* **Work instructions**: Whatever the records hold, copy it exactly and completely.

* **Record extracts**:
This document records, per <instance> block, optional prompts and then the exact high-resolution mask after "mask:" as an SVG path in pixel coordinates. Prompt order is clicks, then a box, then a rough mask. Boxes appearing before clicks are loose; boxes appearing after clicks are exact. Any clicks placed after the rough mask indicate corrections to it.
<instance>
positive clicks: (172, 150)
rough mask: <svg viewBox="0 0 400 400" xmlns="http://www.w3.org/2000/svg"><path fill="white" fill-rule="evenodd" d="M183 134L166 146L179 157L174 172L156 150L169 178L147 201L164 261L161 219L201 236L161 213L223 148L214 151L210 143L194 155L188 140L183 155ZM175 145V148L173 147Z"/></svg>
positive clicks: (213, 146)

* **Solution**:
This document records, per <instance> block, optional prompts and then the exact high-resolution mask after "mask:" as an SVG path in pixel coordinates. Prompt order is clicks, then a box, then a rough mask. Boxes appearing before clicks are loose; boxes appearing after clicks are exact. Any clicks placed after the rough mask indicate corrections to it.
<instance>
positive clicks: (172, 150)
rough mask: <svg viewBox="0 0 400 400" xmlns="http://www.w3.org/2000/svg"><path fill="white" fill-rule="evenodd" d="M183 134L166 146L179 157L174 172L156 150L169 178L147 201L164 261L161 219L201 236L161 213L223 148L214 151L210 143L194 155L188 140L183 155ZM175 145V148L173 147Z"/></svg>
positive clicks: (213, 146)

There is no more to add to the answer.